TASK DIRECTIONS: Locate, in the data below, the line that contains "Target: bridle" and the line that contains "Target: lance"; reproduce exactly those two lines and every line between them, nothing more.

PROVIDED ENTRIES:
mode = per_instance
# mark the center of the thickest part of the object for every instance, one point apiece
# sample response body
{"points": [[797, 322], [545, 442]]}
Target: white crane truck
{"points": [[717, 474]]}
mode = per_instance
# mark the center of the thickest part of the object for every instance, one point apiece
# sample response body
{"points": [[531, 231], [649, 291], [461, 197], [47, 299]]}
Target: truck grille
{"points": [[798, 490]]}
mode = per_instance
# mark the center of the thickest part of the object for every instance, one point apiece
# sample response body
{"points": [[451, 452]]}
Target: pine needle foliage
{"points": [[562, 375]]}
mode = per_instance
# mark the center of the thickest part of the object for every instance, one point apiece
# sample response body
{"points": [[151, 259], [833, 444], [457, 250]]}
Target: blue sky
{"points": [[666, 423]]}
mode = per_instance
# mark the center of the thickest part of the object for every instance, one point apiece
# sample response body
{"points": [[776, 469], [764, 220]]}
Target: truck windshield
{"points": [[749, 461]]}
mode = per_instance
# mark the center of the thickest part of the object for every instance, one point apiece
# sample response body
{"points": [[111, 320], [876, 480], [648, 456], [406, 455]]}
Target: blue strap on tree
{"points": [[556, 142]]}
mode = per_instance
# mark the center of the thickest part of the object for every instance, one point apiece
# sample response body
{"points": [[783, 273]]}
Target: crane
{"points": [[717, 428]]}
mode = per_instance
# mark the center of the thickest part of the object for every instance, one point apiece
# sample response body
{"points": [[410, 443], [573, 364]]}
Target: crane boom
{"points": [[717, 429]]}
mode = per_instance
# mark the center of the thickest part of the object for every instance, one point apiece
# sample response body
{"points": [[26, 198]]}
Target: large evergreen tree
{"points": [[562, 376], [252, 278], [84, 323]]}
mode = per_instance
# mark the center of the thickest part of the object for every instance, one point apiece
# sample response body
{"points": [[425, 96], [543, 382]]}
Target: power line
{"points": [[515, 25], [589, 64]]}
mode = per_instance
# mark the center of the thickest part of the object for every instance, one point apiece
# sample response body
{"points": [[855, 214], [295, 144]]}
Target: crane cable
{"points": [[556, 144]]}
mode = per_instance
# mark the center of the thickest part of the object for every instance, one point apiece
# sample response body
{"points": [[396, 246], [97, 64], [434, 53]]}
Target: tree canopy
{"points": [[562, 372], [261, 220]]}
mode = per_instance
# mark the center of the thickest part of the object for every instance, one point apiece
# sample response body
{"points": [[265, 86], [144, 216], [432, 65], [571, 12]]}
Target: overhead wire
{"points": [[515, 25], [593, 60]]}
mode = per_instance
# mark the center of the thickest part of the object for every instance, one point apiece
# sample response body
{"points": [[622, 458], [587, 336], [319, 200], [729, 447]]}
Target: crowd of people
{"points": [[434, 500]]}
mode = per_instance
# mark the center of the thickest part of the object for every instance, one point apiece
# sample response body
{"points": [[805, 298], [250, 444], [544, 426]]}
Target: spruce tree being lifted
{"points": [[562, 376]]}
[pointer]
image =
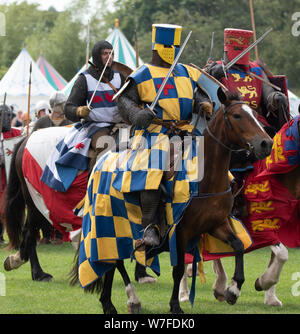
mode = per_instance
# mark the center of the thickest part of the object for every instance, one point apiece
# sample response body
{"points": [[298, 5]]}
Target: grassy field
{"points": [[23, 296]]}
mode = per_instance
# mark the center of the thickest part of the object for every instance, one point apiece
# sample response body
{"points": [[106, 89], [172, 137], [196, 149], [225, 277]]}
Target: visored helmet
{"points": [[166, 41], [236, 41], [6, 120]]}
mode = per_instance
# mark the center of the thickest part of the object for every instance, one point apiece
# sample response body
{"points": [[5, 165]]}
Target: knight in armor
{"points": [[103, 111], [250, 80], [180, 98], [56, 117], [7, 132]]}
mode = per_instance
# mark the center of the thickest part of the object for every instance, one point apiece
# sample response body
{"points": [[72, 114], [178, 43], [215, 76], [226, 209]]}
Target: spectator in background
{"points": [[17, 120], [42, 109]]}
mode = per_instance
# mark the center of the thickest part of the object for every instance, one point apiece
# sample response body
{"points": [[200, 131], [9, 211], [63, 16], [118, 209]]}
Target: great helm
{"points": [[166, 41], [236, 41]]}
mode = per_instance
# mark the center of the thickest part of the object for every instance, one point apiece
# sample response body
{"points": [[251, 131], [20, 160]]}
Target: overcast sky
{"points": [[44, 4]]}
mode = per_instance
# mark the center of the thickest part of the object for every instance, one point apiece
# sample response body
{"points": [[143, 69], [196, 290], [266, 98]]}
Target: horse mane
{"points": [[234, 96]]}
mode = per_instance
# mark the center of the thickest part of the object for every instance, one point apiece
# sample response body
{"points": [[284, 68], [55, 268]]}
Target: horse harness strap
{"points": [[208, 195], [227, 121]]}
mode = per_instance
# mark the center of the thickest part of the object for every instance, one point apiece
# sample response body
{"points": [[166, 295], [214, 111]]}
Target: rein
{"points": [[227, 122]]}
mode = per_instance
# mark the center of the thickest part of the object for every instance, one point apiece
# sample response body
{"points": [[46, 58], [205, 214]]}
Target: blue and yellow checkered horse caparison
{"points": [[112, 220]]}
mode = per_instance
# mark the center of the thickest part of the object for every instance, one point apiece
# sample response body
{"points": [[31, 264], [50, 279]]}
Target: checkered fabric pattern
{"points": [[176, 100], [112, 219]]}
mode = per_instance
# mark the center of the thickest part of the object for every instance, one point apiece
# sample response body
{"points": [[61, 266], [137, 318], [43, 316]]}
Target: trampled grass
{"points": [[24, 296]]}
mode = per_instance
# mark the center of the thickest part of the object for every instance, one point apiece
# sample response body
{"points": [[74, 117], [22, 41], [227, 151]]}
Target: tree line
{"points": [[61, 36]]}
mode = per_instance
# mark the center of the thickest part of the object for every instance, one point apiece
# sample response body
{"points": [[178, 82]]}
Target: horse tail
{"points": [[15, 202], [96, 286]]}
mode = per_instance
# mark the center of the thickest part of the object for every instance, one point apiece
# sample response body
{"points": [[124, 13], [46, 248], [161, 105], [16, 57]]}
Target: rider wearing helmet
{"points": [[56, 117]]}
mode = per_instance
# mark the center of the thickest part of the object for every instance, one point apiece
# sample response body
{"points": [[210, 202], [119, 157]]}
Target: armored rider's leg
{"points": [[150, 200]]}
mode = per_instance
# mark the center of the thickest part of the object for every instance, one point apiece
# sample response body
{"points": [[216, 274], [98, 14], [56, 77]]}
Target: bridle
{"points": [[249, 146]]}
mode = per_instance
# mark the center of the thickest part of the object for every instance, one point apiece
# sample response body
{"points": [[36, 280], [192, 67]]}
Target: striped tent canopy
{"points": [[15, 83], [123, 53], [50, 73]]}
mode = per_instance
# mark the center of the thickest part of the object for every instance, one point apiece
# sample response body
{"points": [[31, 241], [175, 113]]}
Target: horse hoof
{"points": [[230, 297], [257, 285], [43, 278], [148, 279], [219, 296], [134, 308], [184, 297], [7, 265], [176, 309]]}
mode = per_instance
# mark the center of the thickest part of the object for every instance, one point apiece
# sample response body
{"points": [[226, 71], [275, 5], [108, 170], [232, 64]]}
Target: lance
* * *
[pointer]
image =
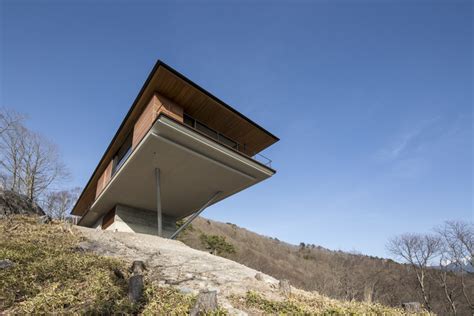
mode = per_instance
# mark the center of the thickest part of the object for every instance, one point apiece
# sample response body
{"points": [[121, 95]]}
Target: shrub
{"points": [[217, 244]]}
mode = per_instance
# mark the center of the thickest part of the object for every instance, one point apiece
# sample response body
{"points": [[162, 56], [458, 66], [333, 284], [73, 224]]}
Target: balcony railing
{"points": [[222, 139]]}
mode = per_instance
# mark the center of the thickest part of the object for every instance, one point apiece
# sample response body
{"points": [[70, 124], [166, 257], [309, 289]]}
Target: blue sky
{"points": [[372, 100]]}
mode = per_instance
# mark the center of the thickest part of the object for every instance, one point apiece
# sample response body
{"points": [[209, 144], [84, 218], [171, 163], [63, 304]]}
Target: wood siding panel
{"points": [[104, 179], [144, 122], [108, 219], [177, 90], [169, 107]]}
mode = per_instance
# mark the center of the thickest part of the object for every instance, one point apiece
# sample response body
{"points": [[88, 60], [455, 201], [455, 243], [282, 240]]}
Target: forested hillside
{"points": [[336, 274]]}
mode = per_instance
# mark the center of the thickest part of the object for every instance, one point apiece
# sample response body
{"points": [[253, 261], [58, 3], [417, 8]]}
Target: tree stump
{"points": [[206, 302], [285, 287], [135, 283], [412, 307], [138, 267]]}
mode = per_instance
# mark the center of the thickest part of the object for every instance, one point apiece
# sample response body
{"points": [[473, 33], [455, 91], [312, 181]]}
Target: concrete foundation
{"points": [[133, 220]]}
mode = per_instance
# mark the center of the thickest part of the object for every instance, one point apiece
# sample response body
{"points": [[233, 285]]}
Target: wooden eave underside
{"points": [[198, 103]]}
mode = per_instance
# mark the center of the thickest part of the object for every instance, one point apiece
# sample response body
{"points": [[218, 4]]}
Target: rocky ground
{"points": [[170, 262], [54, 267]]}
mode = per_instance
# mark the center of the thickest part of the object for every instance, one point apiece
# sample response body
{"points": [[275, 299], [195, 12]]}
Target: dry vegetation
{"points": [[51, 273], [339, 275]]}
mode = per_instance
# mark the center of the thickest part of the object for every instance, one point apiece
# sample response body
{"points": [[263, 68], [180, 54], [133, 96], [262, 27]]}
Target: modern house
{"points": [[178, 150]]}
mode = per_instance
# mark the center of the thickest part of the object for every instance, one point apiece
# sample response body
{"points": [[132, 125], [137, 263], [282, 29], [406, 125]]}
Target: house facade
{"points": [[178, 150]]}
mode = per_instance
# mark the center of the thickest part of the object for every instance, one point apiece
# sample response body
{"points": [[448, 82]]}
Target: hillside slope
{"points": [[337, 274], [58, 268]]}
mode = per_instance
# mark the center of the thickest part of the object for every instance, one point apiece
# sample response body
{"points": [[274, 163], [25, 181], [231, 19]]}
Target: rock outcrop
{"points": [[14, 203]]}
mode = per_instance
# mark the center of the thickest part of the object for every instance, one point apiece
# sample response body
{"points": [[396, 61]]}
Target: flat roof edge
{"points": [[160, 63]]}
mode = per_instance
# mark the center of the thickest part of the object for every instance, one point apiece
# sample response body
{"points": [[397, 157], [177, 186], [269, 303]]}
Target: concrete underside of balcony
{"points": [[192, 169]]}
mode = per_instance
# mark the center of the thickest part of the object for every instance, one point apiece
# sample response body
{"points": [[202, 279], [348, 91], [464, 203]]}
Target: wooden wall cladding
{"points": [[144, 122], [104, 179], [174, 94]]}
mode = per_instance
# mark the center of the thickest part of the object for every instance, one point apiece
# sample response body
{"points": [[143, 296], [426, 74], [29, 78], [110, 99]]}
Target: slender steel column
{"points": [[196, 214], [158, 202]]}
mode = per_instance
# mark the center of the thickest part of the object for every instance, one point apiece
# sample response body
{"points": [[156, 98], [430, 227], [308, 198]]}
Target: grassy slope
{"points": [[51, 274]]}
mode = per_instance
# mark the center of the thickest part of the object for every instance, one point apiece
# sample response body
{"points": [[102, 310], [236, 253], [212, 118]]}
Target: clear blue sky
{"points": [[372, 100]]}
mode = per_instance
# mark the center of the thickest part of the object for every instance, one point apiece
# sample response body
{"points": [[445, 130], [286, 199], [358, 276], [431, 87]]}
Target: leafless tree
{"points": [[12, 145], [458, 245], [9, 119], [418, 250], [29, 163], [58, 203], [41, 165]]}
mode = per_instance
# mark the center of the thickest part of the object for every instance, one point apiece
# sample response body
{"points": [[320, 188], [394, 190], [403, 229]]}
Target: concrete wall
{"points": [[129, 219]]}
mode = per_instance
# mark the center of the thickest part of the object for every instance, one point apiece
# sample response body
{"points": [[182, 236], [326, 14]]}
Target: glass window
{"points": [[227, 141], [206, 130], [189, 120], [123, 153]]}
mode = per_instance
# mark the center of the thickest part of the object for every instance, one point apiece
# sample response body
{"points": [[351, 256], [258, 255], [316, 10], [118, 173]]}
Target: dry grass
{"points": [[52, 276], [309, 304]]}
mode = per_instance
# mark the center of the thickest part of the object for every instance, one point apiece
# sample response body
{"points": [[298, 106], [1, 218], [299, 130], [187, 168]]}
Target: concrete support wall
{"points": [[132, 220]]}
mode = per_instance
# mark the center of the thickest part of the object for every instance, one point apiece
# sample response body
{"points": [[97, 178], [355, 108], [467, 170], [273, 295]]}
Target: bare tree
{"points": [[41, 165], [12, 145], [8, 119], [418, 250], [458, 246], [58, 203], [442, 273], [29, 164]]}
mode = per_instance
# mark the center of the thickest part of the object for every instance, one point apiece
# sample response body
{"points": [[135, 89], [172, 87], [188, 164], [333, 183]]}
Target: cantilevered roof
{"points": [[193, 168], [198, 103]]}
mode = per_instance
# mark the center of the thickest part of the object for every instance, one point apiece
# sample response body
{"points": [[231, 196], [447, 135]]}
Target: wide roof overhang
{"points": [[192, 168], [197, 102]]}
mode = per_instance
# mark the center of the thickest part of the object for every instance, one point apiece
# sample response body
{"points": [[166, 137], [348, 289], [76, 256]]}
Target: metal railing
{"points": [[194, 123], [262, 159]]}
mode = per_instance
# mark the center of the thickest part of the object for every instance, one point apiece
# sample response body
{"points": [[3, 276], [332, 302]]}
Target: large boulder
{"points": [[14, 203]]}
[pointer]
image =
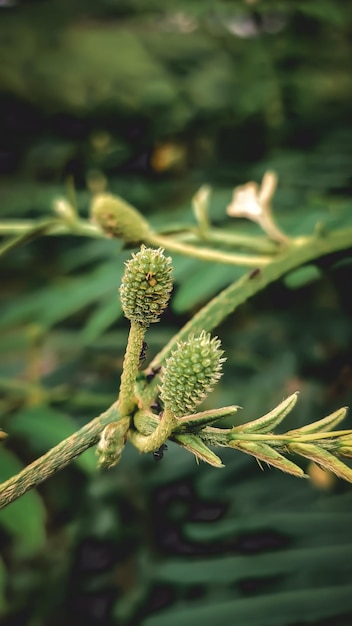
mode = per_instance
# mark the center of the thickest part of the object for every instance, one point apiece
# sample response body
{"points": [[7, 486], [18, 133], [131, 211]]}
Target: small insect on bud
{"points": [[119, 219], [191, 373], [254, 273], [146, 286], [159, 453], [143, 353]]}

RESPONSE:
Target: bridle
{"points": [[249, 146]]}
mode = per_instance
# mark the center of the thickest part of the object for every instance, one point apiece
# sample response body
{"points": [[36, 280], [192, 67]]}
Target: striped tent canopy
{"points": [[15, 83], [123, 53], [50, 73]]}
mode = per_instance
# mark the center of the thickest part of the object for every instance, one point apiece
# sample response body
{"points": [[31, 241], [175, 113]]}
Target: horse hoof
{"points": [[230, 297], [257, 285], [43, 278], [148, 279], [219, 296], [134, 308], [184, 297], [7, 265], [176, 309]]}
mode = per_instance
# mark the center of the thickest part of the object for every instance, one point apiece
# sample response body
{"points": [[226, 71], [275, 5], [108, 170], [232, 64]]}
Target: lance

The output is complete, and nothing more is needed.